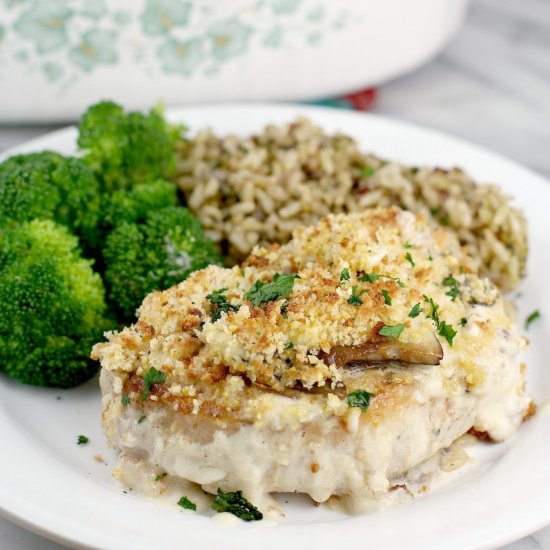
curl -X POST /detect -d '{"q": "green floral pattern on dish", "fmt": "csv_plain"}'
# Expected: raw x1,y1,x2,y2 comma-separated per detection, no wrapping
158,38,203,75
0,0,354,87
69,30,117,71
141,0,191,36
271,0,302,15
14,0,72,53
207,17,252,61
79,0,107,19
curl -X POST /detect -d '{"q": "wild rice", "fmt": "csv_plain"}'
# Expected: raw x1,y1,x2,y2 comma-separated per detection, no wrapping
178,118,527,290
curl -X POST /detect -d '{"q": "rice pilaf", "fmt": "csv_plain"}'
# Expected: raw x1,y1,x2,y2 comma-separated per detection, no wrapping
178,118,527,291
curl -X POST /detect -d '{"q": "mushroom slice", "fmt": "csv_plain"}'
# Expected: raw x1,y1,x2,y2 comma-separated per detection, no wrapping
325,334,443,368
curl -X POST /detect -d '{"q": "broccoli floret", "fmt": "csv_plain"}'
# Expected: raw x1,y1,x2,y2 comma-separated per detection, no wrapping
0,152,100,251
78,101,183,191
102,180,178,231
0,220,112,388
103,206,221,321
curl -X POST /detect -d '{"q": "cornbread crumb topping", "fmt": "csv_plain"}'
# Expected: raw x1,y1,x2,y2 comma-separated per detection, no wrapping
92,208,520,432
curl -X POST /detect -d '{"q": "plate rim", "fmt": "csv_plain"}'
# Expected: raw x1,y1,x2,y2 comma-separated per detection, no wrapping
0,102,550,549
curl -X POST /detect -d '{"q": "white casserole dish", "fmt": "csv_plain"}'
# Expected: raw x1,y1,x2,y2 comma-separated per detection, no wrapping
0,0,469,122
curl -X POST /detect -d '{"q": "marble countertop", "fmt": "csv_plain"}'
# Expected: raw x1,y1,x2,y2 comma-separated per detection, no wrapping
0,0,550,550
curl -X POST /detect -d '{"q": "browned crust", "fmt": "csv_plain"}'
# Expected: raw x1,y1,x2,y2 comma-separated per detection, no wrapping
468,427,495,443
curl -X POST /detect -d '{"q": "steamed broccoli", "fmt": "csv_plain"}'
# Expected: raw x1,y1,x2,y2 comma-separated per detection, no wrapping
0,220,110,388
102,180,178,231
103,206,221,320
78,101,183,191
0,152,100,249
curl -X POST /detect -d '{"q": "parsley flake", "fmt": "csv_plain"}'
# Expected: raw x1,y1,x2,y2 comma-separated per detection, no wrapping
281,300,289,319
348,285,365,306
382,289,391,306
206,288,241,323
212,489,264,521
346,390,374,412
437,321,456,346
359,273,381,283
443,276,460,302
423,294,439,326
141,367,166,401
245,273,300,306
525,309,540,329
378,323,405,338
361,166,376,178
409,304,421,319
359,273,405,288
178,497,197,512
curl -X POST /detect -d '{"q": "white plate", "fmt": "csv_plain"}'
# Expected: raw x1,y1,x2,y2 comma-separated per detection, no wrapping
0,105,550,550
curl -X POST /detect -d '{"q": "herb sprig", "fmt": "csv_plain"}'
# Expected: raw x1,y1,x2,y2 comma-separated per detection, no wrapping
378,323,405,338
206,288,241,323
346,390,374,412
443,275,460,302
212,489,264,521
178,496,197,512
141,367,166,401
245,273,300,306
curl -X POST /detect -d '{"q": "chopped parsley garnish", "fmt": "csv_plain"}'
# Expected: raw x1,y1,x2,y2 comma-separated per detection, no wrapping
443,276,460,302
348,285,365,306
359,273,381,283
212,489,264,521
245,273,300,306
281,300,289,319
206,288,241,323
361,166,376,178
378,323,405,338
359,273,405,288
141,367,166,401
424,294,460,346
437,321,456,346
346,390,374,412
525,309,540,329
409,304,422,319
423,294,439,326
178,497,197,512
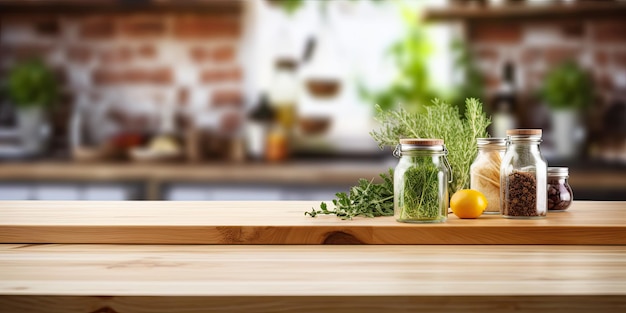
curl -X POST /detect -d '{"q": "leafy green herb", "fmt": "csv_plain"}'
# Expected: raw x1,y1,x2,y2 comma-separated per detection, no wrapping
304,169,393,220
398,162,442,220
370,98,490,193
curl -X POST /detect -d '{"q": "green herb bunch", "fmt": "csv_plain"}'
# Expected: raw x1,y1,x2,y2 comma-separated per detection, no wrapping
370,98,491,193
398,162,438,220
304,169,393,220
7,59,59,108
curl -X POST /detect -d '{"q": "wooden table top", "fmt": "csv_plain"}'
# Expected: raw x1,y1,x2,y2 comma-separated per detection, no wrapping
0,244,626,297
0,201,626,245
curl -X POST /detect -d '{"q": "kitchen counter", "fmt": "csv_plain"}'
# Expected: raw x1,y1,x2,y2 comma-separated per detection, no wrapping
0,201,626,313
0,160,395,200
0,159,626,200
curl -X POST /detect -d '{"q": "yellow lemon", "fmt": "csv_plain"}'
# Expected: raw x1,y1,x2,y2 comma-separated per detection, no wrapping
450,189,487,218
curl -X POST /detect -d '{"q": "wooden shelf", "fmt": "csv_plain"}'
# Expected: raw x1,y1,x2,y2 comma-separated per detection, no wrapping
0,0,243,15
0,201,626,245
424,1,626,22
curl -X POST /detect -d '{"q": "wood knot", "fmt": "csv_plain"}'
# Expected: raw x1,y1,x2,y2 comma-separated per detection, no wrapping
324,231,363,245
91,306,117,313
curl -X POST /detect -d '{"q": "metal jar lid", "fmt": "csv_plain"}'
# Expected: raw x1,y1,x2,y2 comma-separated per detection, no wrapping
548,167,569,177
397,138,446,152
476,137,506,148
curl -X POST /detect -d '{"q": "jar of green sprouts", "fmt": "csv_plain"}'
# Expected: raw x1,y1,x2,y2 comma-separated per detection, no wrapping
393,138,452,223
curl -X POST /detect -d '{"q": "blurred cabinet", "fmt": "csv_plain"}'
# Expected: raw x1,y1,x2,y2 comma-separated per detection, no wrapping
0,183,141,201
163,184,349,201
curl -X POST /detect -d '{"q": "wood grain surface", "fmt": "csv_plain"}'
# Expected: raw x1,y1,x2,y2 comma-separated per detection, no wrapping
0,201,626,245
0,244,626,313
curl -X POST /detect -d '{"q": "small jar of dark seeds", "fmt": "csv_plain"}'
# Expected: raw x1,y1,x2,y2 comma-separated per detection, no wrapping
548,167,574,212
500,129,548,218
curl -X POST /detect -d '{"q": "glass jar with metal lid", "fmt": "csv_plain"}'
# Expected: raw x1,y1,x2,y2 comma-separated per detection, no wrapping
470,138,506,214
500,129,548,218
548,167,574,212
393,138,452,223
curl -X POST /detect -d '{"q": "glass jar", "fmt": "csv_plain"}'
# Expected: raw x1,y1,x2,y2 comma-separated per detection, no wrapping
393,139,452,223
548,167,574,212
470,138,506,214
500,129,548,218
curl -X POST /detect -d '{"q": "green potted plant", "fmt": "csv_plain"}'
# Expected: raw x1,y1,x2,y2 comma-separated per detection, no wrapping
541,60,593,158
6,59,58,153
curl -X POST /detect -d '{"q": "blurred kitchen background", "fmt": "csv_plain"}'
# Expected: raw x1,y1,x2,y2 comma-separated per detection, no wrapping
0,0,626,200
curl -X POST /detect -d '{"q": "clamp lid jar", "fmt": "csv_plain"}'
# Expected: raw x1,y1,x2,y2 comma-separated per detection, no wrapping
394,138,452,223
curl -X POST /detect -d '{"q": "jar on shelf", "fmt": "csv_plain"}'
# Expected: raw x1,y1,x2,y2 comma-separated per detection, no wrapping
500,129,548,218
548,167,574,212
393,138,452,223
470,138,506,214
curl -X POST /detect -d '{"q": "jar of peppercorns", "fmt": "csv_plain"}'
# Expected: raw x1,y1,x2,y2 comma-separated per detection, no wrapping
500,129,548,218
548,167,574,212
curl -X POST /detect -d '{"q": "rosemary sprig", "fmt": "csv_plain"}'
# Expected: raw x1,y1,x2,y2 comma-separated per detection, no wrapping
370,98,491,193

Instructions for the task>
Rewrite the material from its start through the line containing "178,118,527,290", both ends included, keeping every line, the requests too, and shift each bounding-box coordinate in the answers up by 61. Leave the pictures out of your answer.

Expected output>
curl -X POST /detect -d '{"q": "green floral pattern on dish", "fmt": "csv_plain"}'
# Expected: raw x1,y1,x2,y2 comma-separated per detection, no wrapping
219,99,264,136
61,61,415,148
130,91,178,132
202,61,252,97
332,61,363,76
75,61,133,114
268,78,313,122
140,61,168,80
curl -X POST /detect -d '{"q": "wild rice", "fmt": "csv_plain"}'
# Expected: raw x1,y1,x2,y2 comma-separated per detection, no wrapping
239,179,588,351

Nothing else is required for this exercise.